──────── Document extract
Re: [BUG] I think sleepqueue need to be protected in sleepq_broadcast

From: Benjamin Close <Benjamin.Close_at_clearchain.com>
Date: Fri, 29 Aug 2008 00:26:01 +0930
Attilio Rao wrote:
> 2008/8/23, John Baldwin <jhb_at_freebsd.org>:
>   
>> On Friday 22 August 2008 01:33:28 pm kevinxlinuz wrote:
>>     
>>> Hi,
>>>   I'm looking in the problem ( amd64/124200: kernel panic on mutex sleepq
>>> chain).It troubles me for a long time.I add a KASSERT in sleepq_broadcast()
>>> to check the sleepqueue's wait channel.At last it turn out that the
>>> sleepqueue's wait channel was changed before sleepq_resume_thread(). In
>>> sleepq_lookup(),We can easily find sq->sq_wchan == wchan.But after a short
>>> time,the sq->sq_wchan nolonger equal with wchan,so I think it was changed
>>> by other threads.
>>>       
>> The sleepq chain lock is already held for all of sleepq_broadcast() by the
>> caller (see wakeup() and cv_broadcastpri()).  That said, I don't have any
>> other good ideas for the panic you are seeing.  Do you have a crash dump?  It
>> might be interesting to see what other thread is using that sleep queue.
>>     
>
> Ben Close and me investigated this bug extensively and still didn't
> find the source.
────────────────
──────── Records supplied
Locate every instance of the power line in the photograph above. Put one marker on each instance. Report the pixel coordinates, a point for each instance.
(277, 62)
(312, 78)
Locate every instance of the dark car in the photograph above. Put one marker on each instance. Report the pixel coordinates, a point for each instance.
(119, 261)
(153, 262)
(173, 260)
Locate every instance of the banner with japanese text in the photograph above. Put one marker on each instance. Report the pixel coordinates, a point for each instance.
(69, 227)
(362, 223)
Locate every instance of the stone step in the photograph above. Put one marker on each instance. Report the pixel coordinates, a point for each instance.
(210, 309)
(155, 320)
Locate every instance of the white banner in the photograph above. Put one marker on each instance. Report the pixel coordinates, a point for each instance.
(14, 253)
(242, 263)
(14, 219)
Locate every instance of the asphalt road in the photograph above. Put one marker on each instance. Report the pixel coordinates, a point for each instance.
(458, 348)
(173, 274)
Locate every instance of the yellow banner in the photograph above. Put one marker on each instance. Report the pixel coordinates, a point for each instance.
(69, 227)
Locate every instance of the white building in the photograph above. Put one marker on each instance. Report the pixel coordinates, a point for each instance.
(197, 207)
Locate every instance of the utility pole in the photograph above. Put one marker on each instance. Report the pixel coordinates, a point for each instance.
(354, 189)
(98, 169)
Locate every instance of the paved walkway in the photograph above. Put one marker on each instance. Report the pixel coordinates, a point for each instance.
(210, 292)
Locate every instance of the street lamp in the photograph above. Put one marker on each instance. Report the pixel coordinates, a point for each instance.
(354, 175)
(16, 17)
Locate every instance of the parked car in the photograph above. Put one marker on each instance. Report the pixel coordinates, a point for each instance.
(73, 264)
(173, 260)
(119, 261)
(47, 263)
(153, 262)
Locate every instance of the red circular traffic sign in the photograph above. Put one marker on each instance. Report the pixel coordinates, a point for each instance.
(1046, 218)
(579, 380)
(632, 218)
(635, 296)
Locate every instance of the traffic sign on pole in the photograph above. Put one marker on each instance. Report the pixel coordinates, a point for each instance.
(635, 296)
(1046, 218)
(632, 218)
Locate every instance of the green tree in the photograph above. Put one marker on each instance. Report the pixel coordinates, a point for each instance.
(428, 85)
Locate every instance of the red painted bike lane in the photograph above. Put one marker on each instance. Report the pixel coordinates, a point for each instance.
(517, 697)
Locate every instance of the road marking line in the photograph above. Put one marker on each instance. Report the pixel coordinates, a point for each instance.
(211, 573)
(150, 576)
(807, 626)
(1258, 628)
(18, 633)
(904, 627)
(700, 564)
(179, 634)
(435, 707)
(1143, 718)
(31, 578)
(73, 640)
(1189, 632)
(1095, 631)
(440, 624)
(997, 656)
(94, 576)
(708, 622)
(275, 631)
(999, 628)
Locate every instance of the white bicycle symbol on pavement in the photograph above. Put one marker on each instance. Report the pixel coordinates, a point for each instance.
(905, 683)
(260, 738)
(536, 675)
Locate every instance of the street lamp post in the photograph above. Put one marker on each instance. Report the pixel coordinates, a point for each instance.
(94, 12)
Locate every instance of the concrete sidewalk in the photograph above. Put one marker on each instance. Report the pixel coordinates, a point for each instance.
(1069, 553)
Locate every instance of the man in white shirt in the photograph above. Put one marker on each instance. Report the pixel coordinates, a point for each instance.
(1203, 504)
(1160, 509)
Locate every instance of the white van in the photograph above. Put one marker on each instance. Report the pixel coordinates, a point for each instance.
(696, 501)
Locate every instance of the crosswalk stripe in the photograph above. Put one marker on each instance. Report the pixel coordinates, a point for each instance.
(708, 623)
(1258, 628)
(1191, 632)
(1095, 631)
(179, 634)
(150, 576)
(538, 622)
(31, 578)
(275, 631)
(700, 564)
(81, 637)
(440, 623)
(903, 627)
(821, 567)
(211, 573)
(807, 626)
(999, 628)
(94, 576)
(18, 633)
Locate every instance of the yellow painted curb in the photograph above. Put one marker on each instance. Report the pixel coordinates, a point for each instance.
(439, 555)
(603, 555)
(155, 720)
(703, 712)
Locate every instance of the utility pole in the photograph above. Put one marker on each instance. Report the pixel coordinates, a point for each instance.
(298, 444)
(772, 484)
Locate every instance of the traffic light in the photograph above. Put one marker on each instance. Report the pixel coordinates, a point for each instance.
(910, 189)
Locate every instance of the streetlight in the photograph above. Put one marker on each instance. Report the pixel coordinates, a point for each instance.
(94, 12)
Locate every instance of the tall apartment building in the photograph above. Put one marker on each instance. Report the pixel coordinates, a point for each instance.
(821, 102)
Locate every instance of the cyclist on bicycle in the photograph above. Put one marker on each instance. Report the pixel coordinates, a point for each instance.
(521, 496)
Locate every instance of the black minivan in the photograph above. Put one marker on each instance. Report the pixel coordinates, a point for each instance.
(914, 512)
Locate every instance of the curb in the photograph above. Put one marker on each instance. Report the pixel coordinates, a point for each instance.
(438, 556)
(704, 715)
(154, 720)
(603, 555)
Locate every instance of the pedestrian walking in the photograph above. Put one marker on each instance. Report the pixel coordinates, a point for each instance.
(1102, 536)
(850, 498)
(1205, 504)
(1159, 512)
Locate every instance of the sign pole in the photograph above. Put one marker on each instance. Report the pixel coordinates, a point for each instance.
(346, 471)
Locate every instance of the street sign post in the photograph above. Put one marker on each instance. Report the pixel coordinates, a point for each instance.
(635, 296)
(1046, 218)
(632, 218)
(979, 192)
────────────────
» Aim A:
Count the lines of the entries that contain the word "white", matching case exactly. Reply with the number only.
» Aim B:
Pick up the mailing-list reply about the sleepqueue bug after its last sentence and keep writing it.
The mailing-list message and the entries are unrelated material.

» Task output A:
5

» Task output B:
> Factors we have now:
> 1) The lock, when accessing with DDB, is exactly locked by another
> thread even if it should be held by the curthread. It is like the
> mutex cookie gets overwritten by the other thread like if it was free.
> An extra drop (and subsequent acquire) is not very likely because of
> (2).
> 2) KTR traces doesn't show anything wrong. Accesses to sleepqueue
> chain lock are paired (both on via mtx_* interface and thread_lock
> respectively). This is very strange because it excludes a wrong locks
> semantic.
> 3) The problem is reproducible even on 4BSD, without PREEMPTION and
> even with smp sysctl disabled (it just brings more time).
> 4) The bug seems triggered by sx + waitchannel when used in the
> sx_sleep() and such.
>
> I'm thinking this can be some nasty, but sorta of deterministic, race
> between sleepqueue accesses between the sx sleepqueue and the
> waitchannel sleepqueue.
> I have still to think better about it, but actually I'm pretty busy
> and if you have good ideas please let me know.
>   
The other common factor, though not 100% verified is everyone 
experiencing the race is running amd64.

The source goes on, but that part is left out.